* Start Extracted data *
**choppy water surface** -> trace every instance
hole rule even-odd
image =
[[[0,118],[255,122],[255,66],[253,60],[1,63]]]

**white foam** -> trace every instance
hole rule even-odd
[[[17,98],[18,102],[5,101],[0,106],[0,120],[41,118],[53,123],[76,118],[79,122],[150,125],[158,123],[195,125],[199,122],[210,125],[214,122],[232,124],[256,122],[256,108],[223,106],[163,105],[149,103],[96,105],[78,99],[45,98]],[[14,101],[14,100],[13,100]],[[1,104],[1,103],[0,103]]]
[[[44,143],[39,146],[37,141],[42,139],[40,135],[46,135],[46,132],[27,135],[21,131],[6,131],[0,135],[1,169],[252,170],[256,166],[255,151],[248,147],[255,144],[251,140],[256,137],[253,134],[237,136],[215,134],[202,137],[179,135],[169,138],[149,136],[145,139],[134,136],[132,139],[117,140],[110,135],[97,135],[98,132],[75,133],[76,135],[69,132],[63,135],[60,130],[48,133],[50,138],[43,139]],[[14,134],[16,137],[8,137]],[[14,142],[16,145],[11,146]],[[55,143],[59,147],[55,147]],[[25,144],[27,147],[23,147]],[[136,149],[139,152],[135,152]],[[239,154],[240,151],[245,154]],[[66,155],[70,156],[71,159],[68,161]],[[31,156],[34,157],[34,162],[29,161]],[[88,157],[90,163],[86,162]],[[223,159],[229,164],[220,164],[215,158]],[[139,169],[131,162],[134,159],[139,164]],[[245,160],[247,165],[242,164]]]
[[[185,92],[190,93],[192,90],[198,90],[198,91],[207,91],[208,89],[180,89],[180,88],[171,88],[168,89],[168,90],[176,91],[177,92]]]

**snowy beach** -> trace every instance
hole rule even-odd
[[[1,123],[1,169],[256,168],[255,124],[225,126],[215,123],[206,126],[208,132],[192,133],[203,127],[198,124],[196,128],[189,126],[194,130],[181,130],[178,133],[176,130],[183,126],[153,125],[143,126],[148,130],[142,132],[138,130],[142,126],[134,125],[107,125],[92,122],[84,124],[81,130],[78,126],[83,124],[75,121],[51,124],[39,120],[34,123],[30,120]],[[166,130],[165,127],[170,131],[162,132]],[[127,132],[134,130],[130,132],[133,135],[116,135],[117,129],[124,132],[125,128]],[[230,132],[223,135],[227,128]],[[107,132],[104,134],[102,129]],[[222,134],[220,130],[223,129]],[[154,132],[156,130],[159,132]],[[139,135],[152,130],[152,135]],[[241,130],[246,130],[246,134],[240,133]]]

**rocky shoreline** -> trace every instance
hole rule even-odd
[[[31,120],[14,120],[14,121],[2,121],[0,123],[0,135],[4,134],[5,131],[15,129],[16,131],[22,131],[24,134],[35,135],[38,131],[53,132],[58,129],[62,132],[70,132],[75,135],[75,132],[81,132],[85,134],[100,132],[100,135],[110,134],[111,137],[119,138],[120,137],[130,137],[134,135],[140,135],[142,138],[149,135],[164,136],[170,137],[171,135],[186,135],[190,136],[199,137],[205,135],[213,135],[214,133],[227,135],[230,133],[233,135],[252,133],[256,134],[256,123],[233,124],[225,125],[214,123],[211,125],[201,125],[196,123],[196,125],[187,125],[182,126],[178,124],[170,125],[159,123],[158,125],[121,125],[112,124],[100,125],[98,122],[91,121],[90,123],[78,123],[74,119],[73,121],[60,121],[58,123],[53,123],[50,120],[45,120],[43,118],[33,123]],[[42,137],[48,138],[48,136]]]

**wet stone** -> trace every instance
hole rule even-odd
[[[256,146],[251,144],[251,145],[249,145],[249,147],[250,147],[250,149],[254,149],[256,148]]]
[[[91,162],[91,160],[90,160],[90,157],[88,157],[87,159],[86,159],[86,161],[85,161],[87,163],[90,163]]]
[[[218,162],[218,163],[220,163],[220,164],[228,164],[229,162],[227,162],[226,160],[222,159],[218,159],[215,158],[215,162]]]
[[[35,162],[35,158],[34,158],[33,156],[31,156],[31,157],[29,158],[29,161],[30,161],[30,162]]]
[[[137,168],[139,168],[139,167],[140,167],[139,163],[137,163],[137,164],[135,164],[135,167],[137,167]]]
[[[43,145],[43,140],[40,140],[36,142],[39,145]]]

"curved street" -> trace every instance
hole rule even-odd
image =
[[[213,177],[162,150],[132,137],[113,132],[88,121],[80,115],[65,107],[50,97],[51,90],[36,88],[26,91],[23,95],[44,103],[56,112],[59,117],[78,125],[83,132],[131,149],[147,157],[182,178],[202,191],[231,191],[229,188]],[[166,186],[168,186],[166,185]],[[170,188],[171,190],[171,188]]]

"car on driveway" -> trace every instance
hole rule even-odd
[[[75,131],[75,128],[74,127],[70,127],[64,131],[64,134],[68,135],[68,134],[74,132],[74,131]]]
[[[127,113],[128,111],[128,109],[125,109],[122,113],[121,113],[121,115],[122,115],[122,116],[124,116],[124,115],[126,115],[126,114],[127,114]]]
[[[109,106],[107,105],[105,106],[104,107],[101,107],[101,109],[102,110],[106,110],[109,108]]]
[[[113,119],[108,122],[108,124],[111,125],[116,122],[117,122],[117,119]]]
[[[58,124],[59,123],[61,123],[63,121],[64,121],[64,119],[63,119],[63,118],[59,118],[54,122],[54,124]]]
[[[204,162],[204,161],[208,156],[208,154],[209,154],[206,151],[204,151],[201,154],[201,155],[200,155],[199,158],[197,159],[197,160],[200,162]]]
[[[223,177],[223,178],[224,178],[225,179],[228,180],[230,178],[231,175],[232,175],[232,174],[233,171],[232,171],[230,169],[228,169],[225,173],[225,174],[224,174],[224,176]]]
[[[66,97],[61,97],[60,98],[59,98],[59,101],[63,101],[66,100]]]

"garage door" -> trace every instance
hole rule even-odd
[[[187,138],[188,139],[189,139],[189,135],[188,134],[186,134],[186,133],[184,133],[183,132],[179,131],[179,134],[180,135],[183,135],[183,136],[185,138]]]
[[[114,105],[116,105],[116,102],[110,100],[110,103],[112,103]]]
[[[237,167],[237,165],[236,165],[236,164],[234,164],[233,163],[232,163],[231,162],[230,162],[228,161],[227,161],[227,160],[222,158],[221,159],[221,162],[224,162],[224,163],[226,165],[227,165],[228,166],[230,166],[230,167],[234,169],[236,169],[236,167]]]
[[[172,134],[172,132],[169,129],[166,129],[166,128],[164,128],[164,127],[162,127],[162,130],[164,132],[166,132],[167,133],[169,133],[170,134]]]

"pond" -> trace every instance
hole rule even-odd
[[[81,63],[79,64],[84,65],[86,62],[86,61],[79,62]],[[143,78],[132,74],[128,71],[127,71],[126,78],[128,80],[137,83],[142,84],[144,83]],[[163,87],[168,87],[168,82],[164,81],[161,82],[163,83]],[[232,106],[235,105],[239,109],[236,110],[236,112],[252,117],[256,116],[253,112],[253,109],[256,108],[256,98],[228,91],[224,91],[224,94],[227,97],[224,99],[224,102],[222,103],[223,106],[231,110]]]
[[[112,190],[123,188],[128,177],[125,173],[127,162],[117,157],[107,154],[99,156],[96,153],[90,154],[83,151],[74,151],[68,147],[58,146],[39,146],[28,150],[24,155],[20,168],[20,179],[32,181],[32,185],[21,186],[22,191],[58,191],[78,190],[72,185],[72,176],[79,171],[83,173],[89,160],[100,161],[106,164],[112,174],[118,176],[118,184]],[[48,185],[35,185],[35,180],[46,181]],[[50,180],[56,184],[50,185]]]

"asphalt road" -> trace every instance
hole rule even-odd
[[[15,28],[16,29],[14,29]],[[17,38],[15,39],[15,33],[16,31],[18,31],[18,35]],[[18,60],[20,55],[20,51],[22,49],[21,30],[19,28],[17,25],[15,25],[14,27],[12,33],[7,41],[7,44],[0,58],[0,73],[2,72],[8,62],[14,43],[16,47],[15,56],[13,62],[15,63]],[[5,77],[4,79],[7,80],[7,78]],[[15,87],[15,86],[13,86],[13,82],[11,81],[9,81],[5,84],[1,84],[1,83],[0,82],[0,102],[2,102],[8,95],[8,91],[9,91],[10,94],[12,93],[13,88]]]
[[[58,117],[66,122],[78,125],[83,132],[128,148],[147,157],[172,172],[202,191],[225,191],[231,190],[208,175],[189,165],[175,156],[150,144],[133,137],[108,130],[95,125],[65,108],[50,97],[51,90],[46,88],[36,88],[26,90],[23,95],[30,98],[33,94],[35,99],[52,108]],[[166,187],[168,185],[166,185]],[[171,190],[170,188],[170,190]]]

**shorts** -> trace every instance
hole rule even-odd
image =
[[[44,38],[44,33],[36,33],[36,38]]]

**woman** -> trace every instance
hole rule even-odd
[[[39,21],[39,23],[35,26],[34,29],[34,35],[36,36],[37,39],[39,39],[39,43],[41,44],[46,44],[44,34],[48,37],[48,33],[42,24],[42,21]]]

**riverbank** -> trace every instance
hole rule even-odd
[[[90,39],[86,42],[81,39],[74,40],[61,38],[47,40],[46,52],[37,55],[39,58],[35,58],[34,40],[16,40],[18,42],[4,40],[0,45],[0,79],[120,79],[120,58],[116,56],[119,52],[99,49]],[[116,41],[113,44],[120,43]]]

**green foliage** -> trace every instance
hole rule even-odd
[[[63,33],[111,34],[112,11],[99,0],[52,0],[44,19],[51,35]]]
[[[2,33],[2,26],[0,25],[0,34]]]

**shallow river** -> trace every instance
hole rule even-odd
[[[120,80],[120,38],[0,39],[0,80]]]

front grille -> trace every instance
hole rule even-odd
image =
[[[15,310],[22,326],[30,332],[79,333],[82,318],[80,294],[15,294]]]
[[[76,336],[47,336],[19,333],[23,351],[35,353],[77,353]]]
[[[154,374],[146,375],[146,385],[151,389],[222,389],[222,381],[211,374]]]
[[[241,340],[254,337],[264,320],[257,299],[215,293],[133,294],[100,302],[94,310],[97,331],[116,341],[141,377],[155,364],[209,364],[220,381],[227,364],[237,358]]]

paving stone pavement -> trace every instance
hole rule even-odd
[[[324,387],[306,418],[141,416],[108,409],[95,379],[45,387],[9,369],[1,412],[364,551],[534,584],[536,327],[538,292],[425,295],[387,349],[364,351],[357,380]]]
* End Extracted data *
* Start Extracted data *
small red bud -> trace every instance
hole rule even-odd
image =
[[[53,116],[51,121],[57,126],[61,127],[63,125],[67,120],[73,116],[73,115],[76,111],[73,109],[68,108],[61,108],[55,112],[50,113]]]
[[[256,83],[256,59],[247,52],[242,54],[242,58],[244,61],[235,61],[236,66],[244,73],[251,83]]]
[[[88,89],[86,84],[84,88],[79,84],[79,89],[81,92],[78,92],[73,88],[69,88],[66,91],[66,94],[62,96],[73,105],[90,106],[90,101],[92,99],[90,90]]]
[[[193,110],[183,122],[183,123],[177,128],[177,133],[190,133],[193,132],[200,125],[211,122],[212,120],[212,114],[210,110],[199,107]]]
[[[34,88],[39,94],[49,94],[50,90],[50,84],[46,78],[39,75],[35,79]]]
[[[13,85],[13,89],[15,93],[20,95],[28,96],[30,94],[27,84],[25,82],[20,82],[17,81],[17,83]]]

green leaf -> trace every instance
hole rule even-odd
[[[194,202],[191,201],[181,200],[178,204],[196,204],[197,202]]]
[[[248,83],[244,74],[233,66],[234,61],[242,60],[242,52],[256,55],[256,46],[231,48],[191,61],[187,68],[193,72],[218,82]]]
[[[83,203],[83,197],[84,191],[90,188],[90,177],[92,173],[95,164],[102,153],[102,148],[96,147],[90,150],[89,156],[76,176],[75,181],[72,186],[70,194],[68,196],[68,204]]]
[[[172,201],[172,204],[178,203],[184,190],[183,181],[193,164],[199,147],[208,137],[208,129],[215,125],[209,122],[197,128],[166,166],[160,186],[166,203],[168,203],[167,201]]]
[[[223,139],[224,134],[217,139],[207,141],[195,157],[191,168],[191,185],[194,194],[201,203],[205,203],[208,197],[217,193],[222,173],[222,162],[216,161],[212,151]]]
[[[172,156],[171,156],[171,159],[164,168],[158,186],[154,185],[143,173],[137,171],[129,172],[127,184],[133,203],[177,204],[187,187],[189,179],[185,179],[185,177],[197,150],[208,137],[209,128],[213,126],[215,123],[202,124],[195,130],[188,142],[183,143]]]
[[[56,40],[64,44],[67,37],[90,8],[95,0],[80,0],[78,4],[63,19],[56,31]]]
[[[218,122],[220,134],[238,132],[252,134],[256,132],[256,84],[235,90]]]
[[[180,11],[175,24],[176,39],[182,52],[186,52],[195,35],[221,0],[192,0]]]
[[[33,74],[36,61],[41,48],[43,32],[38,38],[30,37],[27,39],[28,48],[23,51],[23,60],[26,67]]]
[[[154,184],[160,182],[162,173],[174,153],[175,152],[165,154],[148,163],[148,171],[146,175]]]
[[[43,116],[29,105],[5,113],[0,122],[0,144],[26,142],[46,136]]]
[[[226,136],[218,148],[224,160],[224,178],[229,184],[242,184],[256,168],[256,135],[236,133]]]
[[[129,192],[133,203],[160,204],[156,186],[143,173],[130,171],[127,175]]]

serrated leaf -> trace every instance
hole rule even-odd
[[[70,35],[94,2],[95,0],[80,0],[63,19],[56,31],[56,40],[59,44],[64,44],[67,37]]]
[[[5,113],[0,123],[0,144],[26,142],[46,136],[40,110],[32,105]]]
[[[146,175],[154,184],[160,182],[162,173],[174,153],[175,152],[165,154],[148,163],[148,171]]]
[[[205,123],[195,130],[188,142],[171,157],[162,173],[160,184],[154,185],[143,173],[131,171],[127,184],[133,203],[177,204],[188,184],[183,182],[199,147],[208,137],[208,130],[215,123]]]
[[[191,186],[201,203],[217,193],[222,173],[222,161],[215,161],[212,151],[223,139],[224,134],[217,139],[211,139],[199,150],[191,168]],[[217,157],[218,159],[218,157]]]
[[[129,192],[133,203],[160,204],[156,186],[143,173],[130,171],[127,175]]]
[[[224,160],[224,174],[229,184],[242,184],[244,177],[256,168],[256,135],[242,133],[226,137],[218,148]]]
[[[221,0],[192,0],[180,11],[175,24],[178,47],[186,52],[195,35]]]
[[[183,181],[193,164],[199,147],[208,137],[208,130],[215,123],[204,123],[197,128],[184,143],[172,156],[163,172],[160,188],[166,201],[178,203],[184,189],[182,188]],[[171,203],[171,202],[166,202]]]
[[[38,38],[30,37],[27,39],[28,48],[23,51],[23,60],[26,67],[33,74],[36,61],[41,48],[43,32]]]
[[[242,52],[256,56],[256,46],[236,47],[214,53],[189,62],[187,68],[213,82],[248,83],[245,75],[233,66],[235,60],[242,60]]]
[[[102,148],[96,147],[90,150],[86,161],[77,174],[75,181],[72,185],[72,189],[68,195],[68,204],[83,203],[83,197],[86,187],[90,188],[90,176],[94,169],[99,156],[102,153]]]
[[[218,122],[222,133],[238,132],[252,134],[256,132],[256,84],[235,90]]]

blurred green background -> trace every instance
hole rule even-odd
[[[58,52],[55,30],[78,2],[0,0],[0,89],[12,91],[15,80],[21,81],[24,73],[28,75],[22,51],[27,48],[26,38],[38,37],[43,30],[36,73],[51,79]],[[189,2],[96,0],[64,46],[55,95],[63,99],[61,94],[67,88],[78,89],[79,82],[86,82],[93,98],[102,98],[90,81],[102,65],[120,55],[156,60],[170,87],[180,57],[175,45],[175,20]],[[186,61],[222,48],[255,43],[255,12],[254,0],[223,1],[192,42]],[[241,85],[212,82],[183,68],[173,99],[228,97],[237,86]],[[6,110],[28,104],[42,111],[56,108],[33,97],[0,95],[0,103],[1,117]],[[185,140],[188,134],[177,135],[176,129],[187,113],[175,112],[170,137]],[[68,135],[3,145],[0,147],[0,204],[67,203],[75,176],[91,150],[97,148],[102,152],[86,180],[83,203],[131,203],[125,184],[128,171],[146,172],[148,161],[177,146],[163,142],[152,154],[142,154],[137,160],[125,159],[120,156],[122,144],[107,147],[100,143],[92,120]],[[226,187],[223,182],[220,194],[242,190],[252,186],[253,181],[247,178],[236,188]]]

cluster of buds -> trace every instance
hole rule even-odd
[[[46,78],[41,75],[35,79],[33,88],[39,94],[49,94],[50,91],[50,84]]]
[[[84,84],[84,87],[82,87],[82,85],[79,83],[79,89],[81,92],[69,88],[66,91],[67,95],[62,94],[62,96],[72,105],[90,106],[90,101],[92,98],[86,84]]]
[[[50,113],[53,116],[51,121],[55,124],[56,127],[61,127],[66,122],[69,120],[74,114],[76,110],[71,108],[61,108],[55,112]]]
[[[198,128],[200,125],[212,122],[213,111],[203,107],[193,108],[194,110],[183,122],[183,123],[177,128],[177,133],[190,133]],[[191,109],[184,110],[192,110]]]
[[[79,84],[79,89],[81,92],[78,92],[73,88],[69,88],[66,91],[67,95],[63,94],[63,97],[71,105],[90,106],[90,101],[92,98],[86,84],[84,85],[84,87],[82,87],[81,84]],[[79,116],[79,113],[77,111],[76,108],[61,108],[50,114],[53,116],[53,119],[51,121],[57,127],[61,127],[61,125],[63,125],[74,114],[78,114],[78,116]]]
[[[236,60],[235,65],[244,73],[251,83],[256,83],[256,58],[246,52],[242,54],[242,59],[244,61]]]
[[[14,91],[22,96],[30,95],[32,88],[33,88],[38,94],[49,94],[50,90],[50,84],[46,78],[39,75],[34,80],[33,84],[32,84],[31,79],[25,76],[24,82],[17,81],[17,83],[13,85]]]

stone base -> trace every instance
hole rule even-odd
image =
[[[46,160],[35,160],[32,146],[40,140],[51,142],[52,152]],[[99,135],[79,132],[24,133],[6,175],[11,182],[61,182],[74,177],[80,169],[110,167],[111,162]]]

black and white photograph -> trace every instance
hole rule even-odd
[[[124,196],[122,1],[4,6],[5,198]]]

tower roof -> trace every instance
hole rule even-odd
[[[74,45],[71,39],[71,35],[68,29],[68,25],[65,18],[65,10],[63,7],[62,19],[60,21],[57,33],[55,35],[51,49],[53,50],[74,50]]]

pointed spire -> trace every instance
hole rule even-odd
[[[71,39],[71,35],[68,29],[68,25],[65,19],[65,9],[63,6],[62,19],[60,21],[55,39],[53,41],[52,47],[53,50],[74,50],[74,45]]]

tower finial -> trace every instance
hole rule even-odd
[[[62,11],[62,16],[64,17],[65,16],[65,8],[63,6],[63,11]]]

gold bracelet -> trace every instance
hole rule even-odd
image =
* End Extracted data *
# Problem to work on
Retype the data above, starting with the line that contains "surface** -> trace every instance" and going on through the line that contains "[[[0,118],[255,122],[255,66],[253,60],[1,63]]]", both included.

# Output
**choppy water surface** -> trace every instance
hole rule even-odd
image =
[[[0,118],[255,122],[255,66],[253,60],[1,63]]]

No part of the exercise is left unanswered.